**ФРАГМЕНТ СТРАНИЦЫ**
Крест и меч Святой Руси
Александр Гончаров

Крест и меч Святой Руси

Иван Бунин, находясь в эмиграции после революции и гражданской войны начала XX века записал в «Окаянных днях»: «Наши дети, внуки не будут в состоянии даже представить себе ту Россию, в которой мы когда-то (то есть вчера) жили…»

Эти правдивые слова подтверждаются самой жизнью. Древнюю Русь мы знаем еще хуже, а к голосу ее не спешим прислушиваться. А ведь она не молчит, она обращается к нам через сотни храмов и сохранившиеся тексты.

О многом изрекают нам древнерусские летописи и жития святых. Но, несмотря на повествование о делах часто страшных и темных, они всегда нас учат Любви. А подвиг святых князей Бориса и Глеба — это одна из самых лучших страниц этого научения.

Святые благоверные князья-страстотерпцы Борис и Глеб (во крещении — Роман и Давид) являлись первыми русскими святыми, канонизированные как Русской, так и Константинопольской Церковью. Они были младшими сыновьями святого равноапостольного князя Владимира и приняли мученическую кончину в 1015 году.

О благоверных князьях Борисе и Глебе лучше всего нам говорят два древнерусских жития…

©Иконописец Виктор Морозов 2006

«Чтение о житии и погублении блаженных страстотерпцев Бориса и Глеба» считается историками и филологами ярким примером житийной литературы, рожденной в недрах Киево-Печерского монастыря. Автором «Чтения» признается преп. Нестор Летописец.

«Сказание и страсть и похвала святым мученикам Борису и Глебу» — это не совсем «правильное» житие, оно обладает излишней (с позиций византийской агиографии) документальностью и противоречит по структуре своей стандартному житийному канону.

Вопрос с окончательной датой написания «Сказания» и авторством его до сих пор не решен (возможно, первый вариант произведения появился в XI в., а доработка была окончательно завершена в первой четверти XII в.). Автором обычно называется Иаков Черноризец, но лишь предположительно.

«Чтение» и «Сказание» явно имеют свои корни в одном первоисточнике, и духовно соотносятся с «Житием благоверного князя Вячеслава Чешского». Они положили начало целому житийному циклу, именуемому в науке «борисоглебским».

**ЗАДАНИЯ**
A - Проверьте по тексту о Борисе и Глебе три утверждения: (i) Борис и Глеб были старшими сыновьями князя Владимира; (ii) автором «Чтения» признается Нестор Летописец; (iii) авторство «Сказания» окончательно установлено. Для каждого ответьте «да» или «нет» и дословно приведите решающие слова текста.
B - Продолжите текст о Борисе и Глебе после его последнего предложения.

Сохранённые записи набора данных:

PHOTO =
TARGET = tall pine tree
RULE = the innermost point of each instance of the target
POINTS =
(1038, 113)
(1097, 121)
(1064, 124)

**РЕЗУЛЬТАТЫ**
A -
(i) Нет: «Они были младшими сыновьями святого равноапостольного князя Владимира».
(ii) Да: «признается преп. Нестор Летописец».
(iii) Нет: «авторством его до сих пор не решен».

B -
Святость подчинения младшего старшему вплоть до смерти (основная мысль всего борисоглебского цикла, куда включены и жития, и чисто литературные произведения) — это результат переосмысления идеи божественного происхождения власти, которая в Священном Писании, изначально представлена жертвенностью Иисуса Христа (в Новом Завете) и Исаака (в Ветхом Завете). А ведь Исаак и понимается как символический предтеча восхождения на Голгофу Господа нашего Иисуса Христа.

К борисоглебскому циклу относится все житийное и литературное наследие Древней Руси, представлявшее собою реакцию Церкви и всех общественных слоев на убийства князей (т. е. на крайнюю степень насилия, совершенного против носителей высшей власти). Летописные сообщения о гибели киевского князя Игоря Ольговича (1146 г.) возрождают идеи «Чтения о Борисе и Глебе».

А в «Повести об убиении великого князя Андрея Боголюбского» (написанной в период между 1174 и 1177 гг.) проявляются особенно ярко, вплоть до прямых сопоставлений событийного порядка: «… Достойно от Бога смертный венец воспринял ты, княже Андрей, мужеством именитым братьям, благоразумным святым страстотерпцам равный, последовал ты, кровью омыв все страданья свои. Ибо если бы не беда – не было б венца, если бы не мука – не было бы благодати: всякий, живущий добродетельно, не может быть без множества врагов». Возможно предположить, что вторая фраза появилось в тексте, как результат обдумывания ветхозаветных фраз: «Господи! Как умножились враги мои! Многие восстают на меня; многие говорят душе моей: нет ему спасения в Боге». Но Ты, Господи, щит предо мною, слава моя, и Ты возносишь голову мою» (Пс 3, 2-4) или «Боже! Гордые восстали на меня, и скопище мятежников ищет души моей: не представляют они Тебя перед собою» (Пс 85, 14).

Святой Андрей Боголюбский, таким образом, имеет двойное уподобление царю Давиду: и прямое, и косвенное. Кстати, князь святой Глеб Владимирович при крещении получил имя Давида. К младшему из братьев-страстотерпцев отсылает нас и сама фабула: непосредственным виновником смерти Глеба был его слуга — повар Торчин; в «Повести» же основным объектом осуждения является не главарь антикняжеского заговора Петр — зять Кучки, а ключник Анбал.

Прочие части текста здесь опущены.